解く問題 —
1. 記録の中から「bottle」という語を含む行をすべて見つけ、一行ずつ書き写すこと。
2. レコード・レーベルのロゴマークを語る文章の続きを、示された最後の文の後から書き上げること。

原文 —
======

ROCKHURRAH紋章学 レーベル・マーク編

【紋章学にちなんで昔の西独逸、地方自治体の構成図。今見てもカッコイイね】

ROCKHURRAH WROTE:

タイトルは大げさだが、やろうとしている事は単純明快。世の中に溢れているロゴマークとかについて語ってみようという誰でも考えつきそうな企画だ。
ただ、ROCKHURRAHがやるからにはやっぱりウチらしく、という切り口で出来たらいいなと思っている。

第一回はやはりROCKHURRAHにとって馴染みの深い、レコード・レーベルのロゴマークについてだ。何度かこのブログを読んで下さっている方には言うまでもない事だが、今回も70〜80年代のパンク、ニュー・ウェイブ限定で話を進めてゆこう。さらに今回もよりによって選んではみたものの、到底盛り上がる話も書けそうにない。最初から企画倒れになりそうな予感満載。まともに書いてたら書いてる本人が苦行となりそうだし、自動筆記の境地でやってみるか。

KOROVA RECORDS
見ればわかる通り、単なる牛だ。これは見る人が見れば一目瞭然、「時計じかけのオレンジ」に登場するコロヴァ・ミルク・バーから連想したレーベル名なのは間違いない。あらゆる意味で革新的だった映画だが、登場する暴力的な若者はナッドサットという独自のスラング(ロシア語由来とのこと)で会話をする。その影響をストレートに表現したのがコロヴァ・レコードのマークというわけだ。ご丁寧にも「時計じかけのオレンジ」と同じような字体にしているから、より一層わかりやすいね。

======

演習データ —
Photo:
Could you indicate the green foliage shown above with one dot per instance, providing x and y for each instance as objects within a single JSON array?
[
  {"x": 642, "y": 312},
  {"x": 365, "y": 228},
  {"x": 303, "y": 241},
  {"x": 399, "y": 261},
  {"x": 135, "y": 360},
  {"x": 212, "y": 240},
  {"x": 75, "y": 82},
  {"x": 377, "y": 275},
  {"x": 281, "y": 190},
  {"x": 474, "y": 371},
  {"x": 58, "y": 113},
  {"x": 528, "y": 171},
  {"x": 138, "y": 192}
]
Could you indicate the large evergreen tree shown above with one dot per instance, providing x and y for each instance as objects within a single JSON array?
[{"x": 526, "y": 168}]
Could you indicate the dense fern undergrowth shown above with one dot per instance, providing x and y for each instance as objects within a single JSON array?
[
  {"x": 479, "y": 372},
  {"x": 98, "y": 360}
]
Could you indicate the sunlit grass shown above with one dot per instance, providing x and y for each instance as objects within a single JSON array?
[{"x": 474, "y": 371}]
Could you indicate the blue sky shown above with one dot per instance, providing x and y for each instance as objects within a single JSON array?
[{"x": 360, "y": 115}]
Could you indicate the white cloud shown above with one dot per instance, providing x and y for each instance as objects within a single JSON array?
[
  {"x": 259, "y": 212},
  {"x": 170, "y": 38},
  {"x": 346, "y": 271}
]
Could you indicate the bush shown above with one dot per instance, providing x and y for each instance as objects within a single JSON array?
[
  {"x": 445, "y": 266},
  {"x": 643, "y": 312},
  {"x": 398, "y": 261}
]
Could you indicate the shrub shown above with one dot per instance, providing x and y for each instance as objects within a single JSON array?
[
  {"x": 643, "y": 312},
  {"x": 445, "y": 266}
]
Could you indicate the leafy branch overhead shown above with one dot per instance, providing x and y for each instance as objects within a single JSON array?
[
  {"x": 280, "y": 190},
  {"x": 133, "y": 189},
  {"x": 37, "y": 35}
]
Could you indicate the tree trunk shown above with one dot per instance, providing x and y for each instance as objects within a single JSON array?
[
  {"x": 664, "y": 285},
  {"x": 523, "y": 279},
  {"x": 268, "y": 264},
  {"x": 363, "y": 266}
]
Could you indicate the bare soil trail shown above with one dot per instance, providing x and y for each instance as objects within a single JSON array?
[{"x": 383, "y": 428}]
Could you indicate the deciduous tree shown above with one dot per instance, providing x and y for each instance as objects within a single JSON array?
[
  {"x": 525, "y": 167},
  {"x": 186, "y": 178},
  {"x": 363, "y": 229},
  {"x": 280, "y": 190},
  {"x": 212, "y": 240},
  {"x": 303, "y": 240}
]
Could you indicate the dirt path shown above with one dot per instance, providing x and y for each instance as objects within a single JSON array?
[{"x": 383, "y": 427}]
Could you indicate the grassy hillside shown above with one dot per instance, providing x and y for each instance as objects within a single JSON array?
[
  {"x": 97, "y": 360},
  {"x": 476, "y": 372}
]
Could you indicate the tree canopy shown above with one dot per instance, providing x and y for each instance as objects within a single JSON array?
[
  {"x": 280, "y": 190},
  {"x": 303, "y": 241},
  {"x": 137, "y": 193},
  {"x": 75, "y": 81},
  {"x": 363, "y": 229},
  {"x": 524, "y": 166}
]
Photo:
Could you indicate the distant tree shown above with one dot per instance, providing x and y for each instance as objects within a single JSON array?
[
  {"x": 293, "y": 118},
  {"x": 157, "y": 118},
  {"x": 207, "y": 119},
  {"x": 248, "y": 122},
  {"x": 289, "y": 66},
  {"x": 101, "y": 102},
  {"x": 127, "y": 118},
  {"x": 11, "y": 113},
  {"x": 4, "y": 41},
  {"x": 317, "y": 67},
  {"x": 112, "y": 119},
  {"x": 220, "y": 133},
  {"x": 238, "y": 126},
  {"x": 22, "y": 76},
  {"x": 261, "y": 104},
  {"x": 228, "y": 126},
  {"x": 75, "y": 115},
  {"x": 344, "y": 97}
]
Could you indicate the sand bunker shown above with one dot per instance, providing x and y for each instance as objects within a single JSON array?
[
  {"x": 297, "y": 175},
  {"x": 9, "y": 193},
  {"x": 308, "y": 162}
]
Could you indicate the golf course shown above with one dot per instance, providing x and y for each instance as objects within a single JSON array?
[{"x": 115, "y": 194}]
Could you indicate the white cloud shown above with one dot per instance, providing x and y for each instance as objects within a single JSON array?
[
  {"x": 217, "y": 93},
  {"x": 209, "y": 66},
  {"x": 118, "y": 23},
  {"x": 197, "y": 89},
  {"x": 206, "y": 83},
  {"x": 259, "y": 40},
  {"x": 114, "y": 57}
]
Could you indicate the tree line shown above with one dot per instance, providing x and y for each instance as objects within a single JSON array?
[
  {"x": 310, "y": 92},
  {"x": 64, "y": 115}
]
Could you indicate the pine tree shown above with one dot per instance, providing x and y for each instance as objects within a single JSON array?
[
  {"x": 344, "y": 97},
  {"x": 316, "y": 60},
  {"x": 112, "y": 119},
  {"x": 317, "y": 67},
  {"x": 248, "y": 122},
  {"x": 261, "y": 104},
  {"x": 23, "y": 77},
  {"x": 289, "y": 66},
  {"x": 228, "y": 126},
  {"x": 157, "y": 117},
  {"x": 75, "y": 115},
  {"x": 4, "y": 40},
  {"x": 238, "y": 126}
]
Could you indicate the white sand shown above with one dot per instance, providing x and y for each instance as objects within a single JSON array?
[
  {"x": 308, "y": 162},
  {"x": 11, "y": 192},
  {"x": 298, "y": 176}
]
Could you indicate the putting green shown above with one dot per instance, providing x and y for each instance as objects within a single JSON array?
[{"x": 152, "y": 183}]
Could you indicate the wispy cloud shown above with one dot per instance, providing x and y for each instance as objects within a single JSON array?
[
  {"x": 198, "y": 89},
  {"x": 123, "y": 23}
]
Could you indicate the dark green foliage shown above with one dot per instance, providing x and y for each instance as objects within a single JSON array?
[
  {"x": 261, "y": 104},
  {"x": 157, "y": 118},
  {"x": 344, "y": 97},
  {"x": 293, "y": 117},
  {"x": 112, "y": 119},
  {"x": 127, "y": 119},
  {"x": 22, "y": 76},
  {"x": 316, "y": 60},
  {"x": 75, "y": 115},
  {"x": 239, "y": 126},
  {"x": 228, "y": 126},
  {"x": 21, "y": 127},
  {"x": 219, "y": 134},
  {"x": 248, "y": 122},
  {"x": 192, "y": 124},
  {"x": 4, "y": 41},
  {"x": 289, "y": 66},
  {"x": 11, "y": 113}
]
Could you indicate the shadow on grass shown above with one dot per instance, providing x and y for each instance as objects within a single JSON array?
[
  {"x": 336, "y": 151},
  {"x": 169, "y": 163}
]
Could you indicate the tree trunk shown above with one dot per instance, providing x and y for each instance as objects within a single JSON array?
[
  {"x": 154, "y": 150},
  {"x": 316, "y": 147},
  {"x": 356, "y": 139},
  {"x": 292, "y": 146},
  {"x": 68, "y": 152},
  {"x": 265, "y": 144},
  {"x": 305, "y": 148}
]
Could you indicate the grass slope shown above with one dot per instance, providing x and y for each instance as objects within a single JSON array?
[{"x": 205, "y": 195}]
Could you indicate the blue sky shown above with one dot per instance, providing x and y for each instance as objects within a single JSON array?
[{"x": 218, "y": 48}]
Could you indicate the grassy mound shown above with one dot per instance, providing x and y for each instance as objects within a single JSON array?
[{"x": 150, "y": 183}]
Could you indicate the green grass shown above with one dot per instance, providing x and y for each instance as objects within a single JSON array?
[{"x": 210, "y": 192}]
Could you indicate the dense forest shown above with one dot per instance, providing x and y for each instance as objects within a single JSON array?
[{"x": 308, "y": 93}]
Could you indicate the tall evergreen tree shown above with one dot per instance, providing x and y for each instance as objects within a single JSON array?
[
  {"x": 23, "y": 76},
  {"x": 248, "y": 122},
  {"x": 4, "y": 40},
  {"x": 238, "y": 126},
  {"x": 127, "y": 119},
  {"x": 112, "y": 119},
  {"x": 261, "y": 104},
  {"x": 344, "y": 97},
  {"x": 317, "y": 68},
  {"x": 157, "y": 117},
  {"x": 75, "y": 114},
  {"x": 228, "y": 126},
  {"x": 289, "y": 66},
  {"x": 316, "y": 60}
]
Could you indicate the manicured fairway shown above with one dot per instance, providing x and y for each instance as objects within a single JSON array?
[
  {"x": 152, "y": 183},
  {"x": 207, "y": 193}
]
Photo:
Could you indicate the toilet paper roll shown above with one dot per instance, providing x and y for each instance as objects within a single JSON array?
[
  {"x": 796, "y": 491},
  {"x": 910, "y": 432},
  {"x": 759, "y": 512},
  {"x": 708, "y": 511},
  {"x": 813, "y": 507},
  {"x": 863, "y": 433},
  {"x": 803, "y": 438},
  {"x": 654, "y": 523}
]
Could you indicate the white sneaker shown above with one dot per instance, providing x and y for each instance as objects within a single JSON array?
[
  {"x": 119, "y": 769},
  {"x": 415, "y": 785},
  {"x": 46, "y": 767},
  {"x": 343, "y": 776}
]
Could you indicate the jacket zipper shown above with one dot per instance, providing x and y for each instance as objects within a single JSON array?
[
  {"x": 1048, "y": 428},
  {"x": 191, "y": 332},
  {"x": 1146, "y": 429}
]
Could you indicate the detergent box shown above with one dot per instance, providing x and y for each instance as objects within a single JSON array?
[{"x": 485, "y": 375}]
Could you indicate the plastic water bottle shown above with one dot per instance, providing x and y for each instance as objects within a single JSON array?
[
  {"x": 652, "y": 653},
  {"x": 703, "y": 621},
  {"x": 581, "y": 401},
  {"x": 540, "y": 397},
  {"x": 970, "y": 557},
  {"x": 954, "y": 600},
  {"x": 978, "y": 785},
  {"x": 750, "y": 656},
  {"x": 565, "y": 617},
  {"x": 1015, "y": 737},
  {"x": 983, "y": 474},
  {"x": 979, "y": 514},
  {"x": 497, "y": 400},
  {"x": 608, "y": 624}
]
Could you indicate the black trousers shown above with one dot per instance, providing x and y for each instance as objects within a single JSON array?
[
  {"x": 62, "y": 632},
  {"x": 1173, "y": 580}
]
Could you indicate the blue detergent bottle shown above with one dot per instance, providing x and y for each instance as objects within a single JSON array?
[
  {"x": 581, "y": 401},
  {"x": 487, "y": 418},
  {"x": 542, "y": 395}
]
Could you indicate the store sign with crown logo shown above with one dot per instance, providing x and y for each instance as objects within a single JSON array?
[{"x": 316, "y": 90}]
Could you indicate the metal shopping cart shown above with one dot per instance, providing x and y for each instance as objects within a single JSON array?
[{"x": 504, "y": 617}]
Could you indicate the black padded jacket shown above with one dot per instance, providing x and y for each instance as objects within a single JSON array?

======

解答一覧 —
1.
Could you indicate the plastic water bottle shown above with one dot per instance, providing x and y for each instance as objects within a single JSON array?
Could you indicate the blue detergent bottle shown above with one dot per instance, providing x and y for each instance as objects within a single JSON array?

2.
1980年にデビュー・アルバムをリリースしたリヴァプール発の大型新人、エコー&ザ・バニーメンのヒットにより一躍知られたレーベルなんだが、他にもぽっちゃり型ネオ・サイケの雄、ザ・サウンドやデビュー・シングルのみリリースしたテンポール・テューダー、ケバ顔&水玉で有名な二人女子、ストロベリー・スイッチブレイドなども在籍していたっけか?
レコード盤のレーベル部分もピンクと黄緑というピストルズ風カラフルな色合いでいかにも当時のニュー・ウェイブ真っ盛りの派手さ、そこが良かったな。
何と、デザインについてはほとんど語ってなかったな。というか、ただの牛です。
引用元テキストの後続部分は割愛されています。